■ **Written instruction**
Reproduce the rows verbatim from the line containing "Reviewer note: check that each instance of the tree in" through the line containing "Reviewer note: check that each instance of the concrete", with both of those lines included.

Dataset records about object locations

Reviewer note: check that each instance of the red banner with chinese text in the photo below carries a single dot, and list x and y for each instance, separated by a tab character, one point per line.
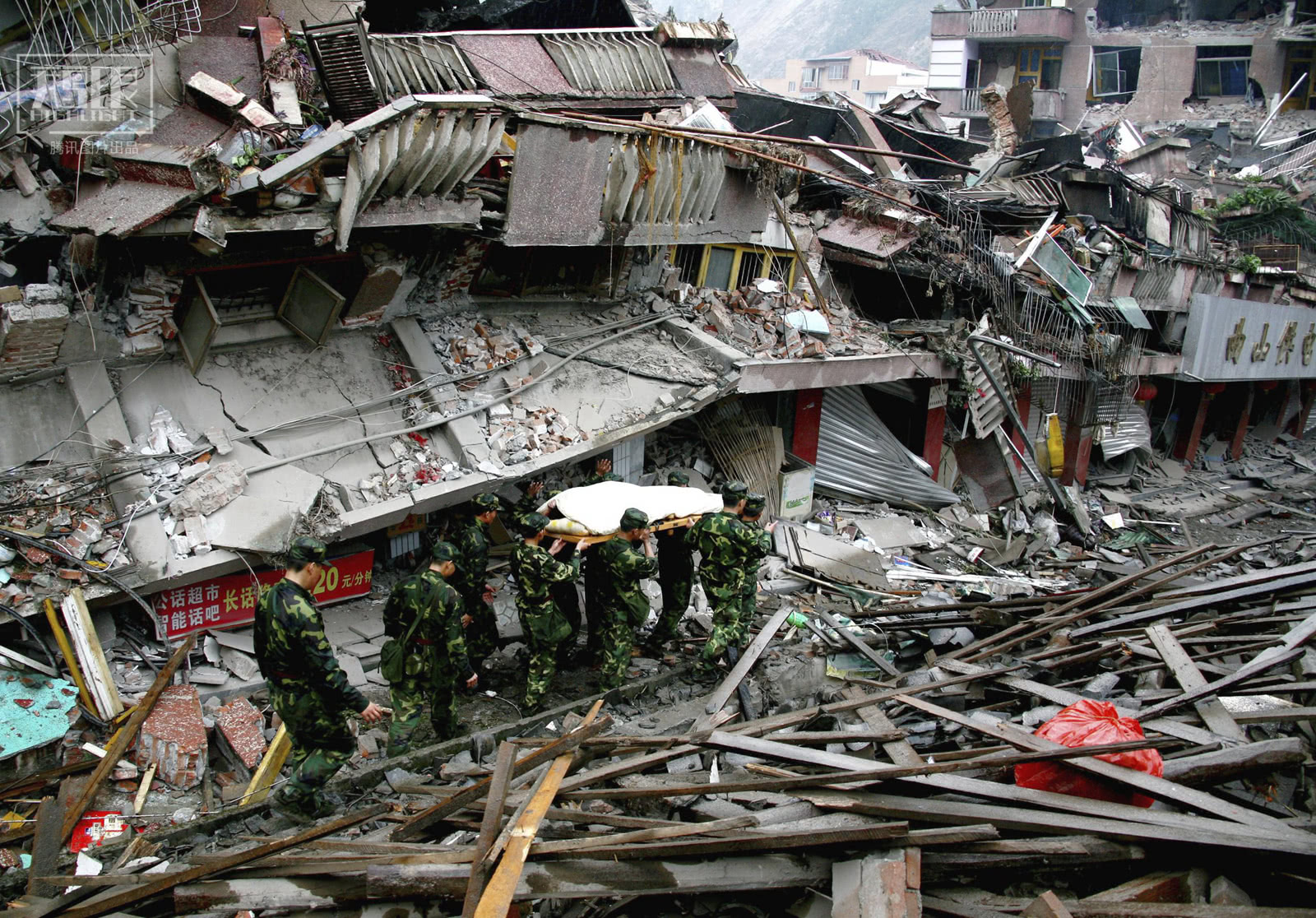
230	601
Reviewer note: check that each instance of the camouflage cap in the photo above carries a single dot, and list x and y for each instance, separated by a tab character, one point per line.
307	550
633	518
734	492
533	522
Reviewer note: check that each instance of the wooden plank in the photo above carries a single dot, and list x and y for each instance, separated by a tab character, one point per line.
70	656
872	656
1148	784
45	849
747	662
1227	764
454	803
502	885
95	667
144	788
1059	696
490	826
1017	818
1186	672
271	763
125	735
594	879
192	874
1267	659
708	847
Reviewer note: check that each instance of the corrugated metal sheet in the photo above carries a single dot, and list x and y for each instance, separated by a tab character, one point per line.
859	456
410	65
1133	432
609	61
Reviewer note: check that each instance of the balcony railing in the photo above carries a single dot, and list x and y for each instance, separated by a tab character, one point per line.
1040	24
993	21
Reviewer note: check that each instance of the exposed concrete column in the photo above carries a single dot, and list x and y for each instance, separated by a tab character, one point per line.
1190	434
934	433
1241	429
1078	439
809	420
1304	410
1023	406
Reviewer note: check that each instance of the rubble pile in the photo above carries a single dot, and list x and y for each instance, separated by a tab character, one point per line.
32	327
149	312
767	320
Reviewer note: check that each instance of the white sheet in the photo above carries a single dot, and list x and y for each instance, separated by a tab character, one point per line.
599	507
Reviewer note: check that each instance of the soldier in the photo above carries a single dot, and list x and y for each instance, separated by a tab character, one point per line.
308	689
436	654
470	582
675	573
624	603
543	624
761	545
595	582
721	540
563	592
* * *
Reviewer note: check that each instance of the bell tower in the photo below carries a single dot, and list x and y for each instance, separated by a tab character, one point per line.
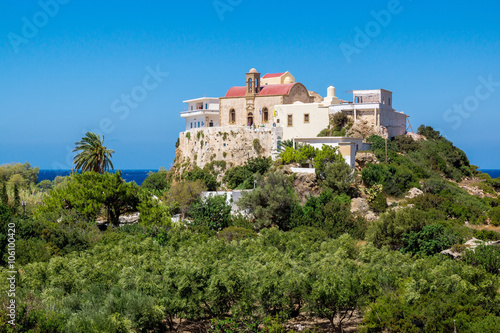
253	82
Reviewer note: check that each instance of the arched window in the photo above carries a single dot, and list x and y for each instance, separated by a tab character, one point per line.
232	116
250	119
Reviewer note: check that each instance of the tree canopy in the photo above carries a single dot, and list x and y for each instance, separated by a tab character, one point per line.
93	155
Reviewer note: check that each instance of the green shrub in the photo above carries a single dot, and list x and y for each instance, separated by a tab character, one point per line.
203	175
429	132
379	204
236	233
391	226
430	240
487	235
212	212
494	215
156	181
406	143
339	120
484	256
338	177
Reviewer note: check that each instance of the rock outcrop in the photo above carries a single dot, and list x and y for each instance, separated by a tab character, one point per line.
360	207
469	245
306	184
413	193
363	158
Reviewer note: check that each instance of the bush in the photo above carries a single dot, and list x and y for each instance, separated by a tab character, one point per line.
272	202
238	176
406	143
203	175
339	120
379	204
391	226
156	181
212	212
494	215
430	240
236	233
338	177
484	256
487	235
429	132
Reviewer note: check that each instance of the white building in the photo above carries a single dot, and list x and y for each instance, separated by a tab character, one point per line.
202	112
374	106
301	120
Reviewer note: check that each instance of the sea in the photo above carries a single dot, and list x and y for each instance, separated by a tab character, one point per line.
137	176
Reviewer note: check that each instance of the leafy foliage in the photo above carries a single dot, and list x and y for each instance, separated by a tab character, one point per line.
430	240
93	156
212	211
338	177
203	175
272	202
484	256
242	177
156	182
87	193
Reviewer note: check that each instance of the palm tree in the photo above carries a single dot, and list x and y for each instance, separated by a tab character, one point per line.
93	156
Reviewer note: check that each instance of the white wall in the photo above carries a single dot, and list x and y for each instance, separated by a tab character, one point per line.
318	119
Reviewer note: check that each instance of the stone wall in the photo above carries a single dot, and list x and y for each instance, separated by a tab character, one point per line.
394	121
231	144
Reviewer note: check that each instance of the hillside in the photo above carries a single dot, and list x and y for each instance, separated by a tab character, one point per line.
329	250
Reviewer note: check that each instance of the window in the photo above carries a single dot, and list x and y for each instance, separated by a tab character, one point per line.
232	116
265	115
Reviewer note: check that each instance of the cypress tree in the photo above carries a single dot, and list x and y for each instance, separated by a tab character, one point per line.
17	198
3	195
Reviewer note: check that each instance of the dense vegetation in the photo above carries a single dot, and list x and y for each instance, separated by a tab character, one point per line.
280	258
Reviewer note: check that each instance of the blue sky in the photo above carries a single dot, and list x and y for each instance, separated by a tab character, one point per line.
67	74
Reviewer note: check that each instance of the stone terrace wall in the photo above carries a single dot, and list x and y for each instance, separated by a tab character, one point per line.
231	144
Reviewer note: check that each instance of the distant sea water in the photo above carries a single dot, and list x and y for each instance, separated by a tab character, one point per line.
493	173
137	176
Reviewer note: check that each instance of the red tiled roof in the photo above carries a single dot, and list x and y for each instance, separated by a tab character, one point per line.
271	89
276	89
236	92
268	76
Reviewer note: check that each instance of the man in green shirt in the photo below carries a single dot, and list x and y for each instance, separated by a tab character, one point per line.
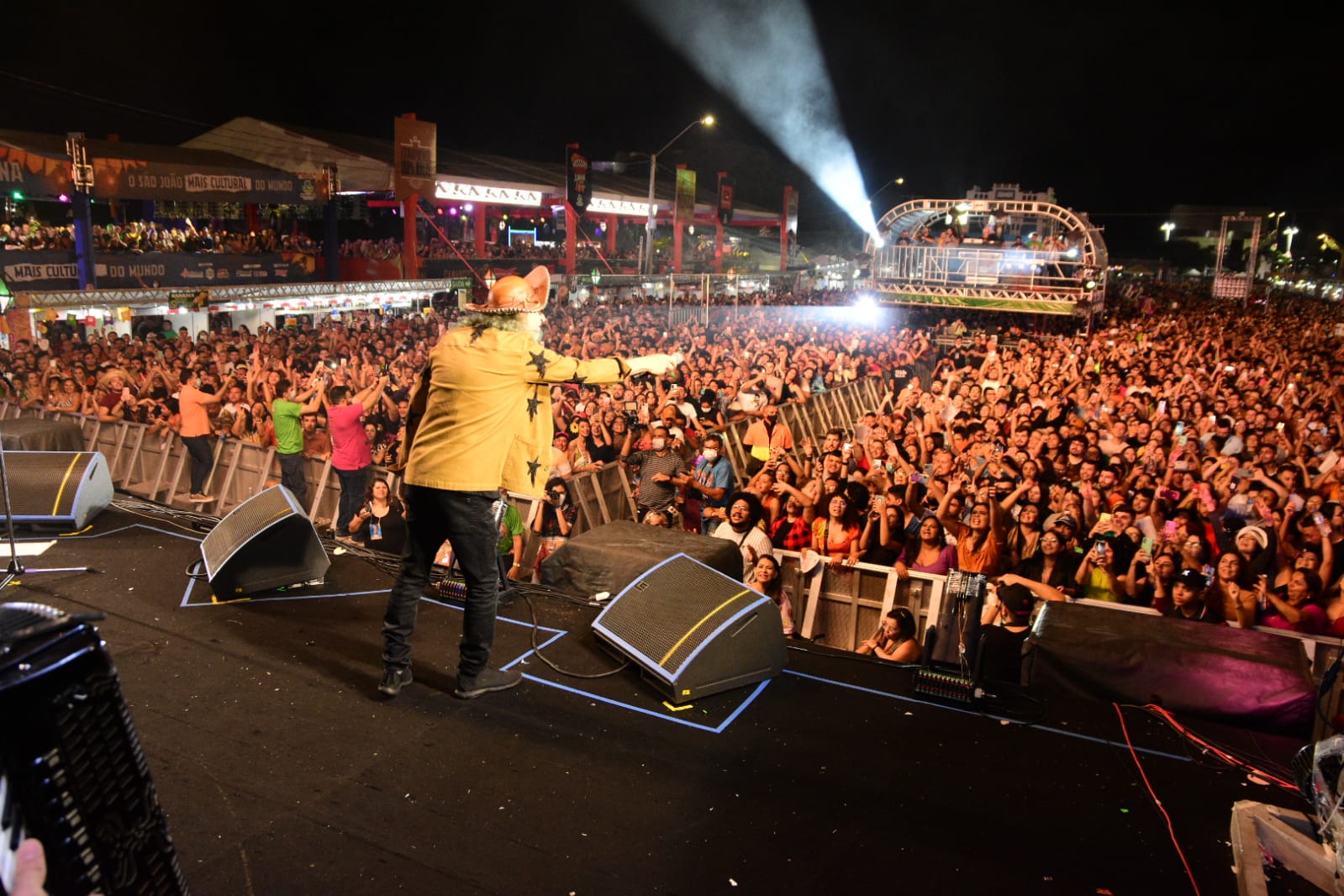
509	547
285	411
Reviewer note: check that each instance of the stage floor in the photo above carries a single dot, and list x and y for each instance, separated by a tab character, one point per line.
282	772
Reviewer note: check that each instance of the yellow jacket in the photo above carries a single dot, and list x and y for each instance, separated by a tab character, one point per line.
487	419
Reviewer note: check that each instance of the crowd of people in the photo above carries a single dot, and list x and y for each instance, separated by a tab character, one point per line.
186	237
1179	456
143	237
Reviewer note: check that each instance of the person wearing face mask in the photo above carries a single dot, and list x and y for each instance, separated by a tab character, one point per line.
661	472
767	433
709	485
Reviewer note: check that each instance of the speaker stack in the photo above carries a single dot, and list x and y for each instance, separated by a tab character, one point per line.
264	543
==
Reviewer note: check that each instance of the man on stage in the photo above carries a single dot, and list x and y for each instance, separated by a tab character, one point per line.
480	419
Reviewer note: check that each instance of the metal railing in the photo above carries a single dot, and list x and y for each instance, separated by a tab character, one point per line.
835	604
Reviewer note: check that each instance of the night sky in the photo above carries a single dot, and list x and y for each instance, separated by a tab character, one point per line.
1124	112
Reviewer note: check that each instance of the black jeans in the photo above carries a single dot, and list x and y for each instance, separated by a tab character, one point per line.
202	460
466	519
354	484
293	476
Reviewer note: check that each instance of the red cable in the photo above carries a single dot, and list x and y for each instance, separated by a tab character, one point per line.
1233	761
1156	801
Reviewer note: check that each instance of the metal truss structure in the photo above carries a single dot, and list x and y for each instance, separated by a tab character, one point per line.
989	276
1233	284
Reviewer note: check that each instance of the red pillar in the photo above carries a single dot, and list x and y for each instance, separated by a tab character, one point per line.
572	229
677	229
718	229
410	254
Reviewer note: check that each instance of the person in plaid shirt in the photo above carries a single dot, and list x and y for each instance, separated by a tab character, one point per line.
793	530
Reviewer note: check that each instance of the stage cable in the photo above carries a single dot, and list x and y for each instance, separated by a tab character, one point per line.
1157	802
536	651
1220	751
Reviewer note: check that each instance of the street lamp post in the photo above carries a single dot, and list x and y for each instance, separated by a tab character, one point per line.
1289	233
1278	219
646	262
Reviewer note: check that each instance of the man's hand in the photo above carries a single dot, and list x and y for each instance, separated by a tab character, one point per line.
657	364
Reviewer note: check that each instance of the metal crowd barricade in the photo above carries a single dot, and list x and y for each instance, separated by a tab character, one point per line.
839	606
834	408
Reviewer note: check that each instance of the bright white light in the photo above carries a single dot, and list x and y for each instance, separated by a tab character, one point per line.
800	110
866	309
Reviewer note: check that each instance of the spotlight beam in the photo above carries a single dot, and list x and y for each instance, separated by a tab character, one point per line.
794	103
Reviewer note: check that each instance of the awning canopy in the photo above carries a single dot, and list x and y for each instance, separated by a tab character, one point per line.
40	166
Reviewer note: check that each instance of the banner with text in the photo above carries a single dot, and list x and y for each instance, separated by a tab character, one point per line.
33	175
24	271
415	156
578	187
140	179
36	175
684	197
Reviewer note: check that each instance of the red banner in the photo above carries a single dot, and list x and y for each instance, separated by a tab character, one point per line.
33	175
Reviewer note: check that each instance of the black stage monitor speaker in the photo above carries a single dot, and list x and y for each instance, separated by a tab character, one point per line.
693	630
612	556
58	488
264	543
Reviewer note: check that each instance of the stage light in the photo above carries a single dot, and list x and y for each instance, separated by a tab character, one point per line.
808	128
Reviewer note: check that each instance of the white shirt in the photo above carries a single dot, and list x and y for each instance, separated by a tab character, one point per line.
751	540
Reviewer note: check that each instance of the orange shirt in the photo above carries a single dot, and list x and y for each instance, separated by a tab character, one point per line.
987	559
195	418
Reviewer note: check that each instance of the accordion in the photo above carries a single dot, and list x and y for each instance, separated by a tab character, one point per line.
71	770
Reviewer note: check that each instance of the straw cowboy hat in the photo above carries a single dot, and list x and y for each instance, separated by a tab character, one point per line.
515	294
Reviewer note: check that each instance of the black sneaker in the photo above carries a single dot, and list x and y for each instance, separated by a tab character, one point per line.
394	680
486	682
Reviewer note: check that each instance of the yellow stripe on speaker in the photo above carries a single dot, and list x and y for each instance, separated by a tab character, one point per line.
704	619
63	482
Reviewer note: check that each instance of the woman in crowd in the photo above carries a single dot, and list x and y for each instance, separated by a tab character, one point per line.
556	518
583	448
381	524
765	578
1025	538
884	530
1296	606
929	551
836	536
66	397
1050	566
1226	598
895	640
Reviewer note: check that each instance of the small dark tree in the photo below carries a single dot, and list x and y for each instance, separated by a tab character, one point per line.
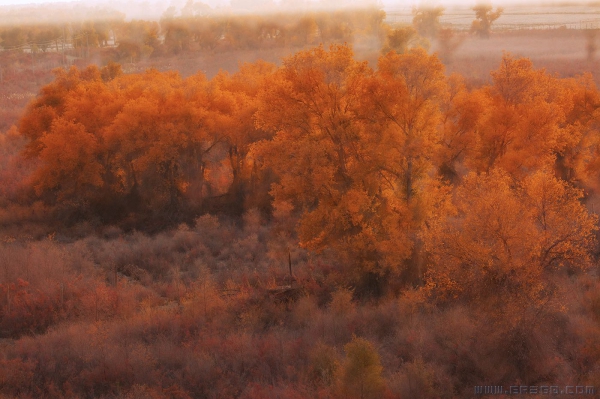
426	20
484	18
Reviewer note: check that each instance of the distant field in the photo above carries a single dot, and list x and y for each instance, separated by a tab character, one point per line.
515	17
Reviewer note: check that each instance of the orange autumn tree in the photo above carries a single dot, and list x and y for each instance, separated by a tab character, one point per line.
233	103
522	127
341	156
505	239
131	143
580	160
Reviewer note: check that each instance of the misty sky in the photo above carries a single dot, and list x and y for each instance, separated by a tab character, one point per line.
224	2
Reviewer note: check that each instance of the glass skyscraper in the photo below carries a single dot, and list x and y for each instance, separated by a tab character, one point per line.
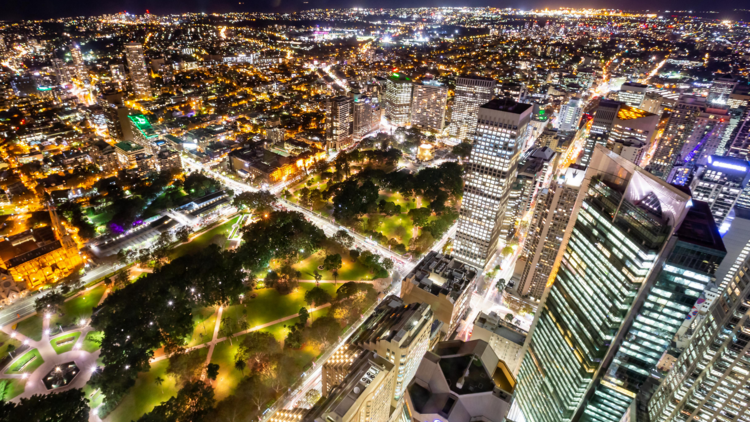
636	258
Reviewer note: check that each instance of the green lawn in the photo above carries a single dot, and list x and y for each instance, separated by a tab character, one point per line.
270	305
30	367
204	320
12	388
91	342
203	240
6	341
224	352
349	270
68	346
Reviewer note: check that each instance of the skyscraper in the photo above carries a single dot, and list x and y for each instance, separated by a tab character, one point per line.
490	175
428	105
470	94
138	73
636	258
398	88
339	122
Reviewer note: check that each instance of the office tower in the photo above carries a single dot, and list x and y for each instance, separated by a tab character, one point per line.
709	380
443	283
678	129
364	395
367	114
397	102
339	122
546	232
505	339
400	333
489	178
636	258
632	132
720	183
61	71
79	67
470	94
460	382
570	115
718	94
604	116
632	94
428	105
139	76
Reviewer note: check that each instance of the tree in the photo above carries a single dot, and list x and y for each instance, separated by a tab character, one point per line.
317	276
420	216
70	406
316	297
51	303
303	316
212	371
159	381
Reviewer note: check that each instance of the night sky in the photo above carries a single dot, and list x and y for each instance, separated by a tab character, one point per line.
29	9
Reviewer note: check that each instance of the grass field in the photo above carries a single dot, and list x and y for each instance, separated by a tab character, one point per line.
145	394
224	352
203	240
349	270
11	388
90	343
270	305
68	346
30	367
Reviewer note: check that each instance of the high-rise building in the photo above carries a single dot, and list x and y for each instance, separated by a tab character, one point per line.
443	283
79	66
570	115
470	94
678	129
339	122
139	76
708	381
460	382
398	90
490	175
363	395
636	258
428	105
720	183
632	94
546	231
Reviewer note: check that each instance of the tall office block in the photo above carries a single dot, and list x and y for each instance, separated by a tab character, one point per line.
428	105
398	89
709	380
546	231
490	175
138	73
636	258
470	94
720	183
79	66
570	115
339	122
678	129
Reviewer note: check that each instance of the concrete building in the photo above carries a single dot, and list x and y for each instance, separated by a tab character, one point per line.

■ **Response**
Reviewer note: check that each instance of the tree in the photo above carries a single dot, and list x and y for each instance, separated by a tab character, one point per line.
317	276
420	216
70	406
316	297
51	303
303	316
212	371
159	381
Reviewer note: check that each instance of the night sky in the photo above carries a single dot, and list x and y for each instance, separated by a tab character, one point per line.
29	9
Reviewer note: check that each instance of the grass field in the photo above carries a single dot, and list x and y for each instance, separated by a tab character, one point per line.
145	394
224	352
203	240
349	270
11	388
90	343
270	305
68	346
30	367
Reviewer note: check that each instance of the high-rise building in the photo above carries a single dot, and list x and y for each instance, separated by a tab character, one point per line.
443	283
79	66
570	115
470	94
678	129
339	122
139	76
708	381
460	382
398	90
490	175
363	395
636	258
428	105
720	183
632	94
546	231
Reviewer note: check that each instance of the tall office block in the photo above carries a single dot, and list x and y for each instance, separated by a tab character, one point per line.
428	105
398	89
709	380
546	231
490	175
138	73
636	258
470	94
720	183
79	66
570	115
339	122
678	129
Reviewer note: check that each instance of the concrete building in the photo above carries a single dot, and list x and y for each instance, separated by a tab character, one point per line.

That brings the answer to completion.